Aim — Find every line in the records below that contains the string "sleeve" and copy each one out.

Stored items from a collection

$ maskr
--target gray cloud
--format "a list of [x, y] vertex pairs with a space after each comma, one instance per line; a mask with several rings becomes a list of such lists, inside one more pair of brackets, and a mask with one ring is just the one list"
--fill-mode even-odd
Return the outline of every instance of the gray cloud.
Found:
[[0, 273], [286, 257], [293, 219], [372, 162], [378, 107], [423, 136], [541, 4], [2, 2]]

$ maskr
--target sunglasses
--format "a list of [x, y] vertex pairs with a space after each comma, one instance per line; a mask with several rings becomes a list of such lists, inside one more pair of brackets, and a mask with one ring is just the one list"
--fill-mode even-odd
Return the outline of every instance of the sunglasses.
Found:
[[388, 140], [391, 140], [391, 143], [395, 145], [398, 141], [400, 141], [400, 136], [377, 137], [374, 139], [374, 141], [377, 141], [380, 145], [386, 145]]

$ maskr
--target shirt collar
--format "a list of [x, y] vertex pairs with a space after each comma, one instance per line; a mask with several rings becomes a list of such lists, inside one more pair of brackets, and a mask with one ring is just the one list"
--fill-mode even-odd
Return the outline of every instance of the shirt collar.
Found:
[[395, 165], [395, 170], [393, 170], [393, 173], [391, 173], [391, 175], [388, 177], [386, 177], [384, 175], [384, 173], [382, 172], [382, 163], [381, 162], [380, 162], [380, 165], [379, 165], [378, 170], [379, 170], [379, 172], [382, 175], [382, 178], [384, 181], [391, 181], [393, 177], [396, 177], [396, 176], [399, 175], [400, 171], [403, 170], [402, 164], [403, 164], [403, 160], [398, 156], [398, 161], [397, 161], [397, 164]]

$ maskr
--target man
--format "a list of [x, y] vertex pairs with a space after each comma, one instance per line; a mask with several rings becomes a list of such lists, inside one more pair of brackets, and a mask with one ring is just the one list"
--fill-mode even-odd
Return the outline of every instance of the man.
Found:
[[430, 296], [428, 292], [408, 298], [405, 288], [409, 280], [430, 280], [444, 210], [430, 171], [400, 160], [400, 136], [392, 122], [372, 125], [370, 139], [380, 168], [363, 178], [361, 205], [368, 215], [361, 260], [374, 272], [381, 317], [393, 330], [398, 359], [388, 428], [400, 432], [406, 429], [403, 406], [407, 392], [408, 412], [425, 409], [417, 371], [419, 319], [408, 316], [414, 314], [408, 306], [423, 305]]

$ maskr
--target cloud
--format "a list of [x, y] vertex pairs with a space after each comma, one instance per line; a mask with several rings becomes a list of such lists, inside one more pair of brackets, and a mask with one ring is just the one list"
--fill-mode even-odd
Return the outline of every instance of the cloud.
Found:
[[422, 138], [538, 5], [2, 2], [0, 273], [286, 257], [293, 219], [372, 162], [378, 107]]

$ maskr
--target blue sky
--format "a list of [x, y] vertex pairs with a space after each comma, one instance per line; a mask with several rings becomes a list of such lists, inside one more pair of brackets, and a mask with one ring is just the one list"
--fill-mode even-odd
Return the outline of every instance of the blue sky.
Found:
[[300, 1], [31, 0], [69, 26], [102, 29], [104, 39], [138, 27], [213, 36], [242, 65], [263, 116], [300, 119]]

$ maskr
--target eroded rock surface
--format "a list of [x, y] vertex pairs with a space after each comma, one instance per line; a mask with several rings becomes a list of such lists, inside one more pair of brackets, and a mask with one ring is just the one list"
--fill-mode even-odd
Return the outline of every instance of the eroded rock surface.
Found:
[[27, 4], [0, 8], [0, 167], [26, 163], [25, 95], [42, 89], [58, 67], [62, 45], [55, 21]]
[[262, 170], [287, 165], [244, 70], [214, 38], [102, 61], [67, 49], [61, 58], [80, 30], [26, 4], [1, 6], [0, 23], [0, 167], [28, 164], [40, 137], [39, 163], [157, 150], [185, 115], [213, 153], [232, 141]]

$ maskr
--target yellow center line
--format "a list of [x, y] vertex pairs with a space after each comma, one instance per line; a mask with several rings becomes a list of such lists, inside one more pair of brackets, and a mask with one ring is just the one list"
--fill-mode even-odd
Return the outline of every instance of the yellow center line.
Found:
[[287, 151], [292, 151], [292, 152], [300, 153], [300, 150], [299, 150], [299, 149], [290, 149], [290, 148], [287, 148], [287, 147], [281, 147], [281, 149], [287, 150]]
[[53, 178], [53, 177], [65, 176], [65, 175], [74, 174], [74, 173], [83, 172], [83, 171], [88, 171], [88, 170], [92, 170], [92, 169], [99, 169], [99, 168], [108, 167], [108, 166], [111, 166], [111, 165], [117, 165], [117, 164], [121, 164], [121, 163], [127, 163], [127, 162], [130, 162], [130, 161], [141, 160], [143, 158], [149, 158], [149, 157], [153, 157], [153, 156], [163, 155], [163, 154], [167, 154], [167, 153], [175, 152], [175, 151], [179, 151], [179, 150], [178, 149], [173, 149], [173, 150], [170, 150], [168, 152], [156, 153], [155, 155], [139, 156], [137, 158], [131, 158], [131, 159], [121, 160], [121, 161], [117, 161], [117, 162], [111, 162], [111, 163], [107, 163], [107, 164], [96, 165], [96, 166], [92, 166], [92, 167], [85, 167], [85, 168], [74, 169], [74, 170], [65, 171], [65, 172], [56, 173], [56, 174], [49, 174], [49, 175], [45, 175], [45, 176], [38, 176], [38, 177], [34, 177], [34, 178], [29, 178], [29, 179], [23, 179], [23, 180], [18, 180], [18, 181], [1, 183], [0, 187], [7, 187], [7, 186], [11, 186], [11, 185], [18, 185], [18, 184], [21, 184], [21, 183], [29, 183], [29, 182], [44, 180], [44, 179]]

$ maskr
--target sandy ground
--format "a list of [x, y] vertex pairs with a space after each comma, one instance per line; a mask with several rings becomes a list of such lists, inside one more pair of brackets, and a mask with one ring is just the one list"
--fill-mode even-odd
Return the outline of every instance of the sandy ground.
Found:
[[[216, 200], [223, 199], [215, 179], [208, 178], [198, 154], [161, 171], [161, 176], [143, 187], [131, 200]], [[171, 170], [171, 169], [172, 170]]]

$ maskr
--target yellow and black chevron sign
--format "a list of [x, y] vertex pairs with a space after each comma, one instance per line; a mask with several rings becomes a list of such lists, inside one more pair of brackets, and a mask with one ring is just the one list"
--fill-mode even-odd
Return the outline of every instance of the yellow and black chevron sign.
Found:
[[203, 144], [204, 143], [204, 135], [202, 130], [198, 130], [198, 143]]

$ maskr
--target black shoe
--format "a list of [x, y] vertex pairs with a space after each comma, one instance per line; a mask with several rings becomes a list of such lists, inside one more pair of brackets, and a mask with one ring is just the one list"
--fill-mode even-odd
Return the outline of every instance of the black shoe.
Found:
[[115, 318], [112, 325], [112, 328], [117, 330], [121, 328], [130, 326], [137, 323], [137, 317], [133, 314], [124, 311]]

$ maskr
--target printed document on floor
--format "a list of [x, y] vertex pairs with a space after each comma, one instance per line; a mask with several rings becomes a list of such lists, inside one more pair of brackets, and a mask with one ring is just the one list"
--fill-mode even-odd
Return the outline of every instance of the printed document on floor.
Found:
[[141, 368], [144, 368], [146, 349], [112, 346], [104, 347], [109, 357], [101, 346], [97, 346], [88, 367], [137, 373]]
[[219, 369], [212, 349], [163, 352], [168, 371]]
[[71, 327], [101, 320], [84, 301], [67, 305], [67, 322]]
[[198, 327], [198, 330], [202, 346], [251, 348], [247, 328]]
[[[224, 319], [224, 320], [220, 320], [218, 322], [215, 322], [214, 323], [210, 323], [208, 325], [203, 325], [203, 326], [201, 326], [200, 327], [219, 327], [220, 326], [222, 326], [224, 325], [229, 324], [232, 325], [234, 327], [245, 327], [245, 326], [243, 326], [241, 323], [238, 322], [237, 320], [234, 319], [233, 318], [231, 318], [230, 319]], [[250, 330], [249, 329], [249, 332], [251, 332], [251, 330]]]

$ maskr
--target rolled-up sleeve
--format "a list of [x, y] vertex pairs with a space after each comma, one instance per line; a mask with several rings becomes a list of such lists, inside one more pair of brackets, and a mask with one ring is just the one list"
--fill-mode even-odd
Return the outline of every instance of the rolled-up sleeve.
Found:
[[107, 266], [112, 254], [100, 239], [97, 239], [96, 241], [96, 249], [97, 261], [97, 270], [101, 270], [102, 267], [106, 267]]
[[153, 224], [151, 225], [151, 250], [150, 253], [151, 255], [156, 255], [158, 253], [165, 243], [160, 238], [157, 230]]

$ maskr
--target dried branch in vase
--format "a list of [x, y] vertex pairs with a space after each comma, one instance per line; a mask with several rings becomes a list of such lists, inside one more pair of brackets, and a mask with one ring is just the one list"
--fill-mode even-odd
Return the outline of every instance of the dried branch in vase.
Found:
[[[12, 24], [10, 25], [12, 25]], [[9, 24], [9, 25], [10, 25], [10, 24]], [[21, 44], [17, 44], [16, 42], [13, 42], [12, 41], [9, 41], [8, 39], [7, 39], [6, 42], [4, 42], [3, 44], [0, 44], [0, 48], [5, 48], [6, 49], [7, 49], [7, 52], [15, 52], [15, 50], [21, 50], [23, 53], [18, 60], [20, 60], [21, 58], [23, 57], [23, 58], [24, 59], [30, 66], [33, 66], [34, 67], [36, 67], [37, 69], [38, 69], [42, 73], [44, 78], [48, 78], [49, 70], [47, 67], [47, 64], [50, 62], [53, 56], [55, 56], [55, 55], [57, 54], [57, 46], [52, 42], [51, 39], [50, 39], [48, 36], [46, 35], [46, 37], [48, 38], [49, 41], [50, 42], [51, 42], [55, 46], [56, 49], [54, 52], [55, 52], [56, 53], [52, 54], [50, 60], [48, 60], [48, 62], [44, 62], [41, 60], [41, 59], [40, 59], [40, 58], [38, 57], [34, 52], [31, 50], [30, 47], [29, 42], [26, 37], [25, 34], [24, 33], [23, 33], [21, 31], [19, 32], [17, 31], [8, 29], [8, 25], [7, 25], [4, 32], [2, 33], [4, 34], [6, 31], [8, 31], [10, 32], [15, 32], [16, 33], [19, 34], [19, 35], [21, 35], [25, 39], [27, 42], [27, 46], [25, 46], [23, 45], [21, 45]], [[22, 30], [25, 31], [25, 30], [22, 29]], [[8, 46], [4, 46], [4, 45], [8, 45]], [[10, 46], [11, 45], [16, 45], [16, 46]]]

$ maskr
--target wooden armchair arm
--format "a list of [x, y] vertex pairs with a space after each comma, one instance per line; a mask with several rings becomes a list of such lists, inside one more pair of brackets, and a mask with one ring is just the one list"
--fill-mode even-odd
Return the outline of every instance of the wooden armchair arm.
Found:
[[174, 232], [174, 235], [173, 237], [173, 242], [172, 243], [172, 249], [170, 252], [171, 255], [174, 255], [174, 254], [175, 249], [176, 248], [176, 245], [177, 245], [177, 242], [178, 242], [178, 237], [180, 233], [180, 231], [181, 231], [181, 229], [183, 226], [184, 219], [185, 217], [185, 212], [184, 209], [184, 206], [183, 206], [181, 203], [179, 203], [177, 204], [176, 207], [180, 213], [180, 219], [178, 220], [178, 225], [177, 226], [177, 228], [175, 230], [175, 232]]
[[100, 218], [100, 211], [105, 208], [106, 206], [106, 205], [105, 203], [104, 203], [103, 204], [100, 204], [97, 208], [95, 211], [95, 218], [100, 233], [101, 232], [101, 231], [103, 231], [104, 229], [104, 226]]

Exercise output —
--target rolled-up sleeve
Return the outline of every instance of the rolled-up sleeve.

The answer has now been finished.